## Records provided
•••
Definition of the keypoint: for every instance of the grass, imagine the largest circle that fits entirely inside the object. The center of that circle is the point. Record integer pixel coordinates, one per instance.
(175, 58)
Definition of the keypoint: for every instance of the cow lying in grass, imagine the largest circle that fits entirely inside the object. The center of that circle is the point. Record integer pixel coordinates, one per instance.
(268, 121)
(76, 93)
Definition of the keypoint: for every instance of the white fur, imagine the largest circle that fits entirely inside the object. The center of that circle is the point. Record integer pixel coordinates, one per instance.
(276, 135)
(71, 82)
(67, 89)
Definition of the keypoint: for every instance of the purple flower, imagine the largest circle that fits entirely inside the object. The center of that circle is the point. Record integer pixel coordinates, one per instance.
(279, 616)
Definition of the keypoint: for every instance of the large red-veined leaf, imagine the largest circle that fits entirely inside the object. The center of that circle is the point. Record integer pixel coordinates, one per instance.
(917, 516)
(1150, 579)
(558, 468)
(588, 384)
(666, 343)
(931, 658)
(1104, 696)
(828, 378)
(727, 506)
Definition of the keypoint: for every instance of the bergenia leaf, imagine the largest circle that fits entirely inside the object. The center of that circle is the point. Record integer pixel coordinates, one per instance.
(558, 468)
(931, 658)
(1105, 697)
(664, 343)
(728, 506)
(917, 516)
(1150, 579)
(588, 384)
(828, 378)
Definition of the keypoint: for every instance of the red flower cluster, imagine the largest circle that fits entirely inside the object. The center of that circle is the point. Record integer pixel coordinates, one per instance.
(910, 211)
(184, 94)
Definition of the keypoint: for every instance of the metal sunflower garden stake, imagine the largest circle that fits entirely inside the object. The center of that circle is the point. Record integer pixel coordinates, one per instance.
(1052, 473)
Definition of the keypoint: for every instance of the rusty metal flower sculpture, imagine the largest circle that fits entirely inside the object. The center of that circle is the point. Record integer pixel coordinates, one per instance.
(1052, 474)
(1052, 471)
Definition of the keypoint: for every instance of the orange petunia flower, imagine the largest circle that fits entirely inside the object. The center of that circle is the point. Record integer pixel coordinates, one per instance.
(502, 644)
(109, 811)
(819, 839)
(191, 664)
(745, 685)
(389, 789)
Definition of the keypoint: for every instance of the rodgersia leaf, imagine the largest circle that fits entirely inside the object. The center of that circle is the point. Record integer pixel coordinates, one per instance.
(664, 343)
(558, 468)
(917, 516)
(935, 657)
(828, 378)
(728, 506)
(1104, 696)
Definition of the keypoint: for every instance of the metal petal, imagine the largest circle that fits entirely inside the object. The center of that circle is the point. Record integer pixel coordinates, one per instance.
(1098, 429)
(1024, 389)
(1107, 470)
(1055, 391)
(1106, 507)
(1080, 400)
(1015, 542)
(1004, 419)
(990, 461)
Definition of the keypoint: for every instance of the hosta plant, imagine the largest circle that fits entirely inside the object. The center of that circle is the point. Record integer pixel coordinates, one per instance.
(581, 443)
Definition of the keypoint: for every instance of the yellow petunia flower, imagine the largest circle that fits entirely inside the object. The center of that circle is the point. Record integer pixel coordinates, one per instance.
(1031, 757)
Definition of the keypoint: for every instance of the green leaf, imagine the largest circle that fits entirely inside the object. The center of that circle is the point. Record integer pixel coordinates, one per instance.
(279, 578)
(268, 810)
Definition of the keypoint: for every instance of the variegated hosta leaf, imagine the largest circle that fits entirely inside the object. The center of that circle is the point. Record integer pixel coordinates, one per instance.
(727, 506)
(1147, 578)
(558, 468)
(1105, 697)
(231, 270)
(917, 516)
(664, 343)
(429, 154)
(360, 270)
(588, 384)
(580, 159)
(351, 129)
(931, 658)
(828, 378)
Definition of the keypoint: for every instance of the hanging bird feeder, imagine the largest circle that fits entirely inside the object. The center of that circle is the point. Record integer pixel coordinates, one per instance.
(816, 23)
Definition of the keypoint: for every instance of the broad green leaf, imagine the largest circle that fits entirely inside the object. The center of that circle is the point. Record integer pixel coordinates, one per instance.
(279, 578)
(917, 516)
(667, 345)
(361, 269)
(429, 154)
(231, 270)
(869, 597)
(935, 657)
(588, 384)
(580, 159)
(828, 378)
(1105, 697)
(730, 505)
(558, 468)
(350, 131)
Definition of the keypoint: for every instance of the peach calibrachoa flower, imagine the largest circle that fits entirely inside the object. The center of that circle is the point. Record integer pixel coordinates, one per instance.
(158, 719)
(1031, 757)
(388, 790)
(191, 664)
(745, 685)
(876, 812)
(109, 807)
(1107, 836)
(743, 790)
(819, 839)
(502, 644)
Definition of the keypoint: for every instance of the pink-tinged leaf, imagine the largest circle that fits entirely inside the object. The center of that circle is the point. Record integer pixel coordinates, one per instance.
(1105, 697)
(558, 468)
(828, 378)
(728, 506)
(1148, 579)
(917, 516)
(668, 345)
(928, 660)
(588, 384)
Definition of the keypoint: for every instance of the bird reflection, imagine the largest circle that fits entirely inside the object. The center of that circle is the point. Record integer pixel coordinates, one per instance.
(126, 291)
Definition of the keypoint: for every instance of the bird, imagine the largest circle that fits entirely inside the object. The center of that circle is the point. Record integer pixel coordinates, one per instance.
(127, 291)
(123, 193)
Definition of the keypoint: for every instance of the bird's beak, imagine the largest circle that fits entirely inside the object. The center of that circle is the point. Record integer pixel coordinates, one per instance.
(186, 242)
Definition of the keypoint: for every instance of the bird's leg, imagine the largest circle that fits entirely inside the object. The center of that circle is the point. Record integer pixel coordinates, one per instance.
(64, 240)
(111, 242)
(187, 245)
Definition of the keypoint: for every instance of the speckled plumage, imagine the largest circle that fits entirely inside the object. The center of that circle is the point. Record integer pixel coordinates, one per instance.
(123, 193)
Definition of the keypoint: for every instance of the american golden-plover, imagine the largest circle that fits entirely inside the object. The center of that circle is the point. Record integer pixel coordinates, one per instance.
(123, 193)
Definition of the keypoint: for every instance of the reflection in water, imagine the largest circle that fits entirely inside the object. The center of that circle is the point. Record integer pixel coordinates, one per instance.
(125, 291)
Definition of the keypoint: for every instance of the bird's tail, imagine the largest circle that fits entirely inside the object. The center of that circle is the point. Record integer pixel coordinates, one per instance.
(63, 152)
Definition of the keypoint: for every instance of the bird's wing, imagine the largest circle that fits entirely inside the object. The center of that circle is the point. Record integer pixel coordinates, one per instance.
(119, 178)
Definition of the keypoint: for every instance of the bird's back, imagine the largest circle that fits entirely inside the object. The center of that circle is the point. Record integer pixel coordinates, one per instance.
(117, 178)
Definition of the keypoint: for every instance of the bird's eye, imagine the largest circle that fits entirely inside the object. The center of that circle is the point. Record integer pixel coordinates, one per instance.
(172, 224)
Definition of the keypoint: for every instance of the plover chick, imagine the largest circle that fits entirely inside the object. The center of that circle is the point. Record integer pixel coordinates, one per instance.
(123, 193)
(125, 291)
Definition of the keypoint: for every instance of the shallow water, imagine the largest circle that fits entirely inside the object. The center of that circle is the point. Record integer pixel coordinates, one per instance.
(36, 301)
•••
## Task details
Starting at the line that contains "Definition of the keypoint: for every instance of the plover" and ending at the end of the records, write out every line in that span again, raising each pixel coordinate by 122.

## Output for this task
Definition of the keypoint: for every instance of the plover chick, imagine the largest circle that fits entirely inside the object. The center of that circle is the point. Record integer pixel coordinates, one per instance.
(245, 315)
(247, 413)
Definition of the keypoint: for every instance of the shallow water, imagine the largest circle that fits entirely inside the object. The center of that circle is the point. Record integer pixel coordinates, one per instance.
(158, 423)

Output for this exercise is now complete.